─── Data records ───

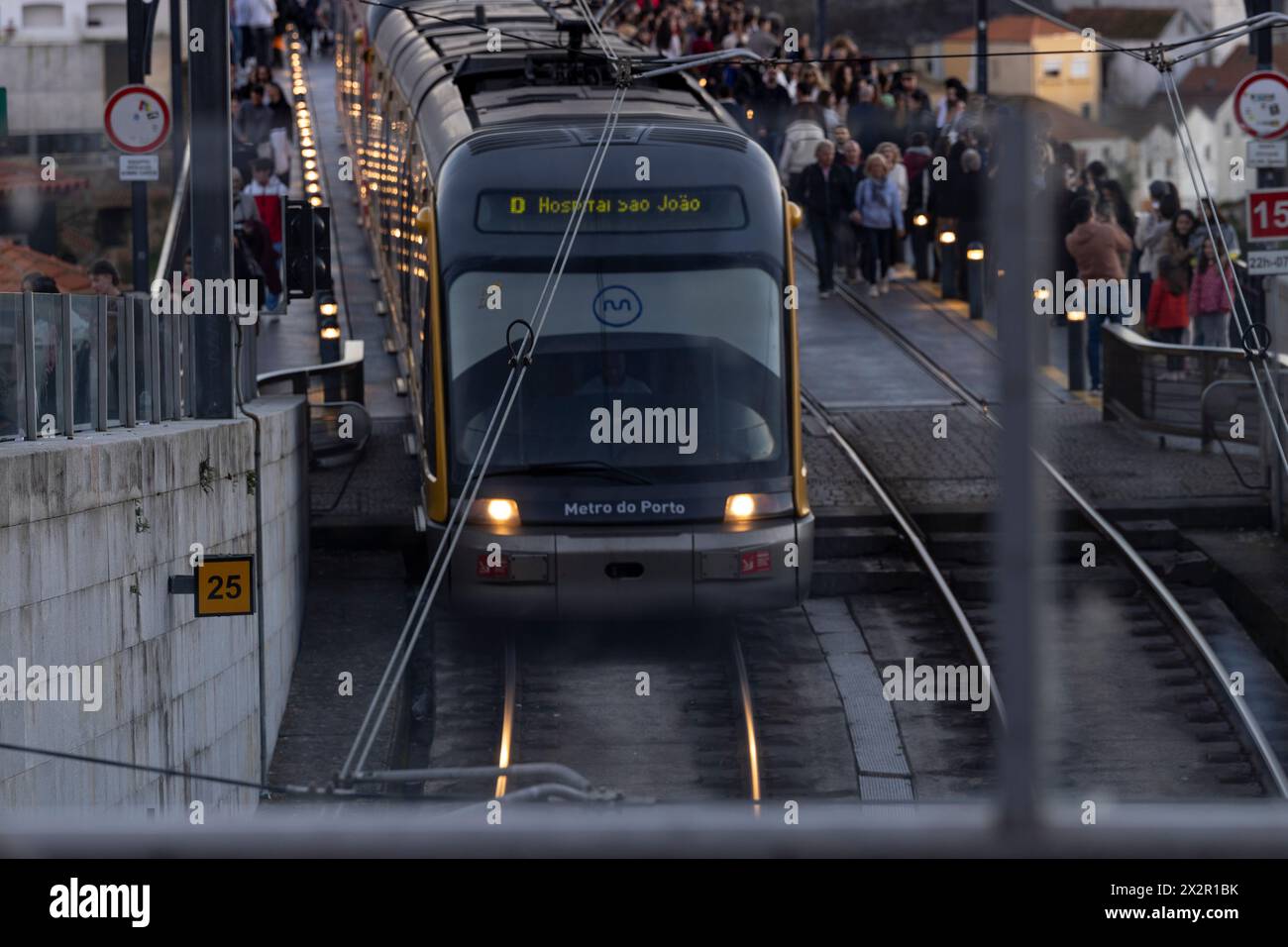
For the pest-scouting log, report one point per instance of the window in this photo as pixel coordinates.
(110, 16)
(42, 16)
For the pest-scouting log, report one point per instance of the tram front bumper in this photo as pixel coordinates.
(593, 574)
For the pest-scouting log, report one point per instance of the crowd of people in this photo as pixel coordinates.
(854, 144)
(1183, 268)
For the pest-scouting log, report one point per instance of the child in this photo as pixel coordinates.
(269, 196)
(1168, 316)
(876, 210)
(1209, 299)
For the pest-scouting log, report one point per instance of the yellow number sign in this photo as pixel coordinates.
(226, 585)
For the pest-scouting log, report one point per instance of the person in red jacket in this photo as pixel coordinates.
(1210, 303)
(1168, 312)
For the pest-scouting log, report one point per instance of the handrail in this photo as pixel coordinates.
(353, 356)
(1138, 342)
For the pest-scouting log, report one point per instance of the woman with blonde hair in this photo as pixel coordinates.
(877, 211)
(900, 175)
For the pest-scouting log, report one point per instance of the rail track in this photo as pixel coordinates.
(1145, 698)
(647, 714)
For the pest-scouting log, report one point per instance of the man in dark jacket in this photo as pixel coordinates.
(822, 208)
(846, 174)
(771, 105)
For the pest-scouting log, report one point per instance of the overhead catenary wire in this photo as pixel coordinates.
(490, 437)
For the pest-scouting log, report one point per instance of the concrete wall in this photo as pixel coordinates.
(90, 530)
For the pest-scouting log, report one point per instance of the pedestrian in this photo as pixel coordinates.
(254, 121)
(1176, 243)
(831, 120)
(1113, 192)
(876, 210)
(848, 174)
(258, 17)
(822, 211)
(771, 105)
(1096, 248)
(269, 195)
(1210, 299)
(1168, 311)
(800, 141)
(103, 278)
(1150, 230)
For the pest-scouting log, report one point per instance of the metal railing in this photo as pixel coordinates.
(76, 364)
(339, 380)
(1188, 390)
(334, 392)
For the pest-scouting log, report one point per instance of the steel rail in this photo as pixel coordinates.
(505, 750)
(913, 535)
(748, 719)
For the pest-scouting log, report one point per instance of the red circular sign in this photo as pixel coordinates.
(1261, 105)
(137, 119)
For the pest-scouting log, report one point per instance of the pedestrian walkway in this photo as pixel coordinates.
(377, 496)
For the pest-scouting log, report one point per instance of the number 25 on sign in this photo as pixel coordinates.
(1267, 214)
(226, 585)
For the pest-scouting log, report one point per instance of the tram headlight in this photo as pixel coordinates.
(494, 512)
(743, 506)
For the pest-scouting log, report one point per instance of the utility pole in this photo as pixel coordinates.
(140, 20)
(176, 129)
(982, 47)
(1262, 46)
(211, 209)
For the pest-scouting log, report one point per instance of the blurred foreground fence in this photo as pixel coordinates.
(78, 364)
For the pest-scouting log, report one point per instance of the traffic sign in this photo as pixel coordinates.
(226, 585)
(1267, 154)
(1261, 105)
(1266, 262)
(1267, 214)
(137, 120)
(140, 167)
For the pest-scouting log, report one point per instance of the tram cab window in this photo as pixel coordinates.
(696, 355)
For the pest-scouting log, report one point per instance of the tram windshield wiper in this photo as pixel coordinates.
(595, 468)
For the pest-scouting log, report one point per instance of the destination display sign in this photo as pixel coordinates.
(636, 210)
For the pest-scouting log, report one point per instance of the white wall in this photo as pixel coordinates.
(62, 21)
(82, 582)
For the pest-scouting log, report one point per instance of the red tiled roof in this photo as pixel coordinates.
(1012, 29)
(1122, 22)
(21, 175)
(17, 261)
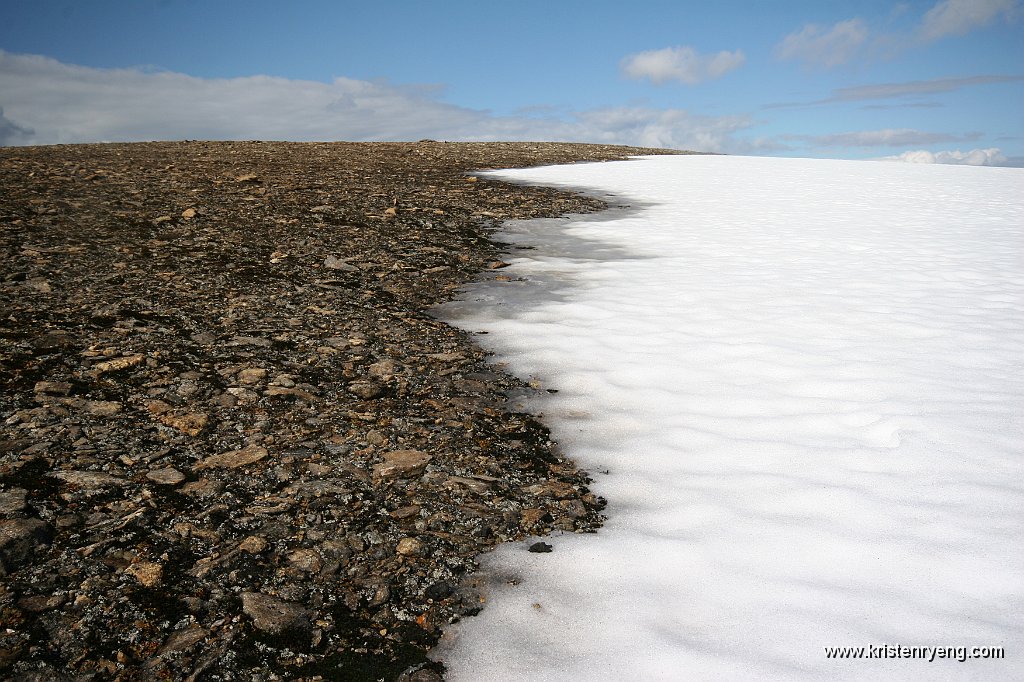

───

#### [The request]
Reproduce the rows above verbatim, starting at the line containing "white wall in this photo as pixel coordinates." and continuing through the last of the rows, with both ends included. Leave the pictures out.

#### [Response]
For the pest-scouting log, report one point per instance of the white wall in this photo as pixel coordinates.
(62, 21)
(82, 582)
For the pest-scouting log, report one point per instance of the red tiled roof in this photo as pixel coordinates.
(1012, 29)
(1122, 22)
(21, 175)
(17, 261)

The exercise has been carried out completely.